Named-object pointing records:
* begin *
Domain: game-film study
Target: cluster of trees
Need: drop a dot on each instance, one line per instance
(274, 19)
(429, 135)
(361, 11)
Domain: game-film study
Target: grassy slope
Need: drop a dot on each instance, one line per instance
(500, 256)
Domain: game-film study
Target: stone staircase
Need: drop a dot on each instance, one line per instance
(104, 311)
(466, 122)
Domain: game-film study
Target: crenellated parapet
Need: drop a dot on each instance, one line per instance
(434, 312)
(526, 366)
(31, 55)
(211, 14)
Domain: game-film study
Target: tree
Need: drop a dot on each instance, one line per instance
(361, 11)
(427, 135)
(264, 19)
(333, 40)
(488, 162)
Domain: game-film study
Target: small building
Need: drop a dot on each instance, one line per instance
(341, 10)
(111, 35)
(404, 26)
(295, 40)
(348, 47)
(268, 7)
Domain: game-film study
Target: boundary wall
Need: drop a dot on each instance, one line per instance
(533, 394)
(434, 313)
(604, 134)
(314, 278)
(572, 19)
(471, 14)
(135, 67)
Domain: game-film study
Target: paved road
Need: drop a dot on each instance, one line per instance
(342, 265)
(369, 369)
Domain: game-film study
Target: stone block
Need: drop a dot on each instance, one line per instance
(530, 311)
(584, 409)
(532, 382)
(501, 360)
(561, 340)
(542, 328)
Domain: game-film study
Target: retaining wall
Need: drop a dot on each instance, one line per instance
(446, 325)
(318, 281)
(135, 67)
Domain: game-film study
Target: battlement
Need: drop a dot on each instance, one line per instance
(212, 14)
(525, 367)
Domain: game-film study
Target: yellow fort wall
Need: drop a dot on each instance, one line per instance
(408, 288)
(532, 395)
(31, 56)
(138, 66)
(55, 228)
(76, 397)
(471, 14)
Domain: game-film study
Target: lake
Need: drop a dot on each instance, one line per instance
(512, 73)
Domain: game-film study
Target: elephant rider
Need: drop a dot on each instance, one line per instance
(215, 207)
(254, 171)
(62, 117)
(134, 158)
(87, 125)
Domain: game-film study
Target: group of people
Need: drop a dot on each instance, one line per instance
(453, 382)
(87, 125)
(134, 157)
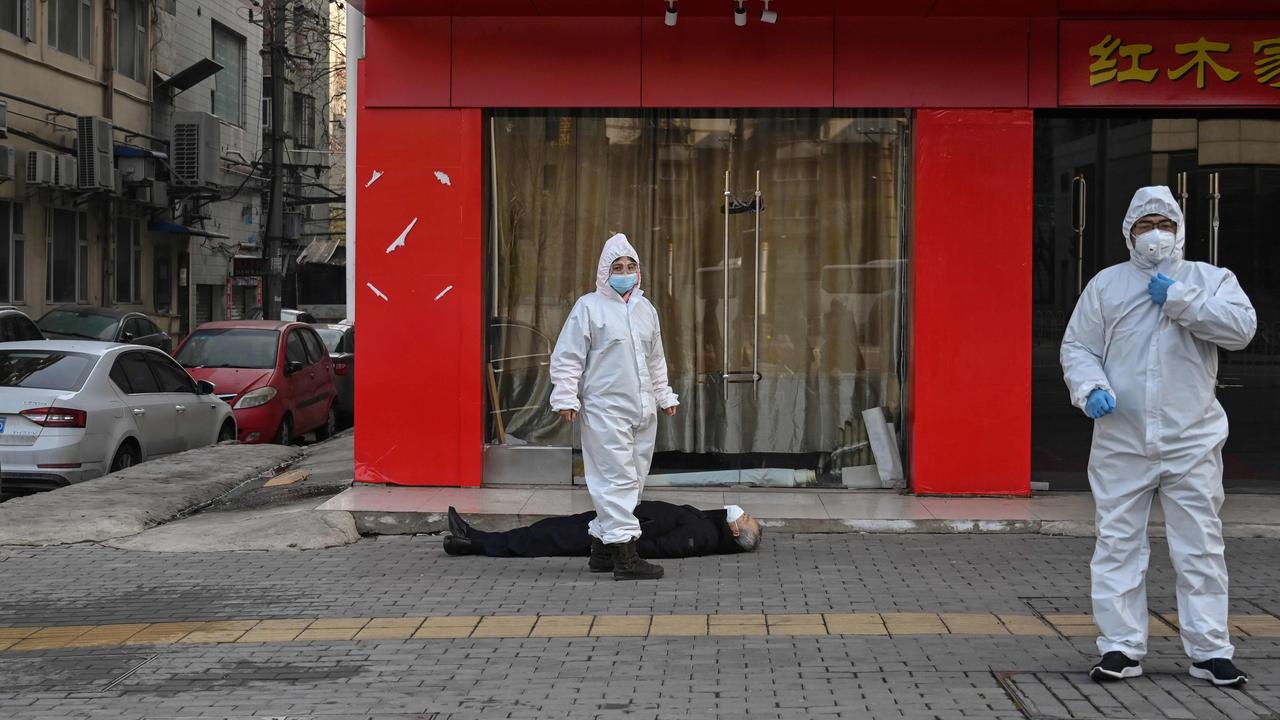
* end *
PROBLEM TO SOLVE - Count the lines of the listing above that contain the string "stone", with case counting. Reply with the number alone.

EXERCISE OUTPUT - 2